---- DATA EXCERPTS

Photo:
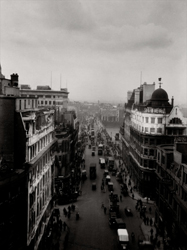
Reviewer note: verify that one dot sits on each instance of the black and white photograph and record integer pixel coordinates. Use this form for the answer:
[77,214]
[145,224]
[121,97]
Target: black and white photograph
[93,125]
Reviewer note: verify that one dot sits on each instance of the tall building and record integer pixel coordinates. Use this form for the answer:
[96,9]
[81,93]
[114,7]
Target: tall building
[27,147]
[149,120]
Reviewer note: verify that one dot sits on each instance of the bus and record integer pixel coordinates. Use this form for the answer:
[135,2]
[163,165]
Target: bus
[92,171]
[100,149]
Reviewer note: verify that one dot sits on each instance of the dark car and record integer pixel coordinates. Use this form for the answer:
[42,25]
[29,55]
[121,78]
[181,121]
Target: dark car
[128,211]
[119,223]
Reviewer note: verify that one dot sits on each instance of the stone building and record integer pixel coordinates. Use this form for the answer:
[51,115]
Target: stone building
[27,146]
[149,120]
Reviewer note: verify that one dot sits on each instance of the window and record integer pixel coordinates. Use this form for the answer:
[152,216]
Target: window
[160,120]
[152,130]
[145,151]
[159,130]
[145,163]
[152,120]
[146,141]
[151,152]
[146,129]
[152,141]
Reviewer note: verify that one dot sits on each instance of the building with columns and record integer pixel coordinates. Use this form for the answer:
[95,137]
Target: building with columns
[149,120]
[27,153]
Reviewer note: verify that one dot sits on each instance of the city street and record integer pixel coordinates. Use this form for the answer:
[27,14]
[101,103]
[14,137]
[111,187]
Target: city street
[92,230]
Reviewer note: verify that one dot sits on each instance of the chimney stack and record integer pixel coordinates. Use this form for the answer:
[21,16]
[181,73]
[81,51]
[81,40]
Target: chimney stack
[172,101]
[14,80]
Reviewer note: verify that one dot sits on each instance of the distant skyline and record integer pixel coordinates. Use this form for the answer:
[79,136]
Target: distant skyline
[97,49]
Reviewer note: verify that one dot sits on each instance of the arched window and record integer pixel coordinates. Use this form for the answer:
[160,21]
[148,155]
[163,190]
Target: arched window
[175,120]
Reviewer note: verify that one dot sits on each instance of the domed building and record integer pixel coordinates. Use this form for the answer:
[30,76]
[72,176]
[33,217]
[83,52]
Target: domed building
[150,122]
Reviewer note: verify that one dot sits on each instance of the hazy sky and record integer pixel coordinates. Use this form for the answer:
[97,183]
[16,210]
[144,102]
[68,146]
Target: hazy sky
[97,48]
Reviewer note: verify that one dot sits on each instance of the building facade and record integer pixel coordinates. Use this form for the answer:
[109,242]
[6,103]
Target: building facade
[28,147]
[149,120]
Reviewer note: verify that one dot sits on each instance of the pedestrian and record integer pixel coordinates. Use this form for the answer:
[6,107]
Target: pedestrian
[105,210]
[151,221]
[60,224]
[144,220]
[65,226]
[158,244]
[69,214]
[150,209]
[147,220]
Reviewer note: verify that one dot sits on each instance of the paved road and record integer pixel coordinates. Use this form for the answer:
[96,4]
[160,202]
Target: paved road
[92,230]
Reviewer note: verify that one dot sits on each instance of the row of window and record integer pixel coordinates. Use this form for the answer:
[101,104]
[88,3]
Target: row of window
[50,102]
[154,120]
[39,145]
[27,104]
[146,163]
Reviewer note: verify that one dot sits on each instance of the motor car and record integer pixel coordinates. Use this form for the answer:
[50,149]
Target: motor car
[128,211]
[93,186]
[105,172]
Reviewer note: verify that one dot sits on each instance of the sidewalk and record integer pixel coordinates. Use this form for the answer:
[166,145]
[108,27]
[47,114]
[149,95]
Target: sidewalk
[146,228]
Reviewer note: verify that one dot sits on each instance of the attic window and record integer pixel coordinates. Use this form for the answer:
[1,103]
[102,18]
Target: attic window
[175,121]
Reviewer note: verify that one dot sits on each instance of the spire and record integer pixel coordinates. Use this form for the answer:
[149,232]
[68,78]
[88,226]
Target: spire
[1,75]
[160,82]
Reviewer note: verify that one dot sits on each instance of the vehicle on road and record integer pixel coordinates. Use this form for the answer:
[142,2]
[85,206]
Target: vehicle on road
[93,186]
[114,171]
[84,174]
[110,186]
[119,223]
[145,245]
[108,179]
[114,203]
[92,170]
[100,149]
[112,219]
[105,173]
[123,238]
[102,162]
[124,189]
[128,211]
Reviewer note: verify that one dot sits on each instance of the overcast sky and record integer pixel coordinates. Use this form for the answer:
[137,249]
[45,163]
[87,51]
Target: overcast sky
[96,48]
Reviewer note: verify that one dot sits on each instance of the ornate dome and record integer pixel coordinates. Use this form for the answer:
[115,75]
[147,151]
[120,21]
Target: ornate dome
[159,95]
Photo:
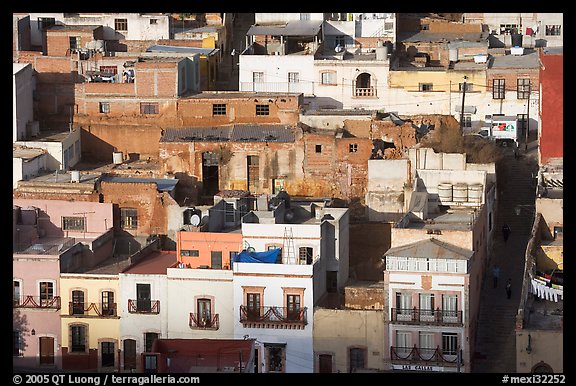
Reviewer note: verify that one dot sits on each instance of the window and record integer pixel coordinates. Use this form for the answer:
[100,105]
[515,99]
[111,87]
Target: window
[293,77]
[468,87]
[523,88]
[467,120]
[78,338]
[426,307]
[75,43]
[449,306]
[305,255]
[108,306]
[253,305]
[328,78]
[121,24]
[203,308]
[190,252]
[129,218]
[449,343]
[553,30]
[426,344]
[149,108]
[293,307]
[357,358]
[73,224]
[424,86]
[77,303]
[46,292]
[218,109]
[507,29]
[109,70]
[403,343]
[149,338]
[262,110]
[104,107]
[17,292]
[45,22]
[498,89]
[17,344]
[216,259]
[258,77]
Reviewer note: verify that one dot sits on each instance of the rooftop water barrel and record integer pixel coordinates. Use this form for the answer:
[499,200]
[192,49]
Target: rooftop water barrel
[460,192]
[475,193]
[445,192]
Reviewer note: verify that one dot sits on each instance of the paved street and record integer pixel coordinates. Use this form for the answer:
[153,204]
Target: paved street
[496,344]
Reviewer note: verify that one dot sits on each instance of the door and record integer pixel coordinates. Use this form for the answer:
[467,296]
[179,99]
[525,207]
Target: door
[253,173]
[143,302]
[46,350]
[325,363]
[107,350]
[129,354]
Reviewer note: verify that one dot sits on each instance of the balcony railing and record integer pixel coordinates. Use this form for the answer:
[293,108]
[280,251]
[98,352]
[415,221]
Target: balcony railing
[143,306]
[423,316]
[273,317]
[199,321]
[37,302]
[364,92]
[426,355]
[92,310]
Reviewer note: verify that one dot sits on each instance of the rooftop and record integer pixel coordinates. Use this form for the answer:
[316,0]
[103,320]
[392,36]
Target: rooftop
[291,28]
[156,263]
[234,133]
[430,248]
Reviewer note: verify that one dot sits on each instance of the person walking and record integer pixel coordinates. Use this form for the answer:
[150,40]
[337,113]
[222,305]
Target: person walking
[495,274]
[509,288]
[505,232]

--------

**EXERCISE DIRECTIONS:** With the pictures set aside, copy each line above as written.

**THE COMPLETED TASK:**
Photo:
Reviewer note: verify that one dot sits on each instance of the black and white photograph and record integer pixel coordinates. Use this form for the answer:
[77,214]
[145,224]
[121,97]
Target: black and white photograph
[93,125]
Reviewer note: verify that one dot sits on each instance of the tall building and record integer pixel coordinates. Use this form for the answer:
[96,9]
[81,93]
[114,7]
Target: tall building
[27,147]
[149,120]
Reviewer note: verify that one dot sits on each instance of the bus and record integer pixel coordinates. Use this form for the answer:
[135,2]
[163,165]
Target: bus
[92,171]
[100,149]
Reviewer note: verify that one dot sits on each instance of the dark car and record integer pixel coordinates. Use this form for the answer:
[42,25]
[29,55]
[121,78]
[181,121]
Target: dark car
[128,211]
[119,223]
Reviewer note: verify that one dot sits on each instance of the stone building and record integer pixel coordinates. Use this form for the answer:
[51,115]
Target: stone building
[27,146]
[149,120]
Reviewer note: verify that one dot sits on each instance of the window and record integer pixel coordinates. Use this form for the answer:
[152,216]
Target: window
[160,120]
[152,130]
[145,151]
[159,130]
[145,163]
[152,120]
[146,141]
[151,152]
[146,129]
[152,141]
Reviewer note: verify that one dot sits on each instance of the building with columns and record integer pixel coordinates. Use this form for the answer:
[95,137]
Target: building with columns
[149,120]
[27,153]
Reviewer note: verify that one dot sits on each instance of the city street and record integer pixel coordinates. Use this form for the answer:
[27,14]
[101,103]
[14,137]
[111,187]
Target: city street
[92,230]
Reviewer note: verify that one dot sits on each instance of the chimney stack and record integer pixel coordinates. Use this form for the answer:
[21,16]
[181,73]
[81,51]
[81,40]
Target: chimney stack
[172,101]
[14,80]
Reviewer note: verify that one dot sits on each instance of the distant skyline and record integer pixel coordinates. Use this form for the answer:
[79,136]
Target: distant skyline
[97,49]
Reviewer note: verify that one dot sits on each instance of the arched window and record integer pixel coordinates. Use this form for the answer:
[160,21]
[148,155]
[163,190]
Target: arched window
[175,120]
Reviewer note: verify that one dot sits on each instance of the domed building and record integer pixel coordinates. Use this form for the answer:
[30,76]
[72,176]
[33,217]
[83,52]
Target: domed building
[150,122]
Reviewer note: verify that one dot sits on each instance of the hazy sky and record integer pixel coordinates. Use this form for the answer:
[97,183]
[16,210]
[144,102]
[68,146]
Target: hazy sky
[97,48]
Reviewer note: verify that one dot sits on each instance of the building facade and record integer pixel coordinates. Use this form for the answer:
[109,242]
[6,103]
Target: building facade
[28,147]
[149,120]
Reviewer note: verify that one dot sits on each instance of the pedestrian and record integer pixel coordinates. Use this form for the answer:
[6,107]
Target: pedestrian
[105,210]
[151,221]
[60,224]
[144,220]
[65,226]
[158,244]
[69,214]
[150,209]
[147,220]
Reviewer note: verify that one dot sits on each instance of the paved road and record integer pixel coordinates. Use this form for the answer:
[96,4]
[160,202]
Target: paved road
[92,230]
Reviewer note: verify that one dot sits on each instance of the row of window and record integer pixel coordinates. Use this form for the answer:
[101,104]
[88,3]
Target: row of window
[50,102]
[154,120]
[39,145]
[27,104]
[146,163]
Reviewer note: verify that one dot sits on each instance of the motor car and record integer pixel coordinates. Use this form for the answer:
[50,149]
Target: motor car
[128,211]
[93,186]
[105,172]
Reviewer note: verify that one dot sits on each instance of the sidewalk and record integer pixel coordinates. Use this form for the answer:
[166,145]
[108,27]
[47,114]
[149,95]
Target: sidewalk
[146,228]
Reviewer note: verify that one dot sits on each instance of the attic window and record integer pixel coordinates. Use this form for the answer:
[1,103]
[102,18]
Target: attic window
[175,121]
Reviewer note: verify that one dot sits on each instance of the spire and record integer pixel coordinates. Use this form for the answer:
[149,232]
[68,78]
[88,226]
Target: spire
[1,75]
[160,82]
Reviewer note: verify that one dot sits on each instance of the vehicle on road and record integer pixel coordinates. Use this form for the answer:
[142,2]
[85,206]
Target: vehicle on road
[93,186]
[114,171]
[84,174]
[110,186]
[119,223]
[145,245]
[108,179]
[114,203]
[92,170]
[100,149]
[112,219]
[105,173]
[123,238]
[102,162]
[124,189]
[128,211]
Reviewer note: verify that one dot sits on each instance of the overcast sky and record integer pixel coordinates. Use this form for the answer:
[137,249]
[45,163]
[87,51]
Target: overcast sky
[96,48]
Reviewer note: verify that one dot sits on each instance of the ornate dome and record integer pixel coordinates. Use this form for the answer:
[115,75]
[147,151]
[120,21]
Target: ornate dome
[159,95]
Photo:
Reviewer note: verify that one dot sits on each instance of the window and record integer pixel coordinates. Use this form for the answer:
[100,105]
[515,99]
[111,87]
Target: window
[293,77]
[468,87]
[523,88]
[467,120]
[78,338]
[426,307]
[75,43]
[449,306]
[305,255]
[108,306]
[253,305]
[328,78]
[121,24]
[203,308]
[190,252]
[129,218]
[449,343]
[553,30]
[426,344]
[149,108]
[293,307]
[357,358]
[73,224]
[424,86]
[77,303]
[46,292]
[218,109]
[507,29]
[109,70]
[403,343]
[149,338]
[262,110]
[104,107]
[17,292]
[45,22]
[498,89]
[17,344]
[216,259]
[258,77]
Reviewer note: verify that one dot sits on each instance of the rooftop water barrel and record integer pixel coordinates. Use this form for the answer:
[499,200]
[192,49]
Target: rooftop water barrel
[460,192]
[475,193]
[445,192]
Reviewer note: verify that one dot sits on each instance of the paved street and record integer pixel coordinates. Use this form for the answer:
[153,204]
Target: paved street
[496,344]
Reviewer note: verify that one dot sits on each instance of the door and record integer pixel coordinates. Use this form for the answer:
[467,296]
[179,99]
[525,207]
Target: door
[253,173]
[143,302]
[46,350]
[325,363]
[107,350]
[129,354]
Reviewer note: verify that one dot sits on each instance of the balcony railing and record integer pixel coordinates. Use this form for the answer:
[293,108]
[280,251]
[98,352]
[415,221]
Target: balcony railing
[143,306]
[423,316]
[273,317]
[199,321]
[37,302]
[364,92]
[426,355]
[92,310]
Reviewer note: verify that one dot sits on each instance of the rooftop and record integer pixel coordinates. Use this form for the answer:
[316,0]
[103,320]
[392,36]
Target: rooftop
[291,28]
[156,263]
[234,133]
[430,248]
Reviewer note: verify that one dot sits on each instance of the person walking and record integer pixel coordinates. Use this form for the answer:
[150,40]
[337,113]
[222,305]
Target: person walking
[495,274]
[509,288]
[505,232]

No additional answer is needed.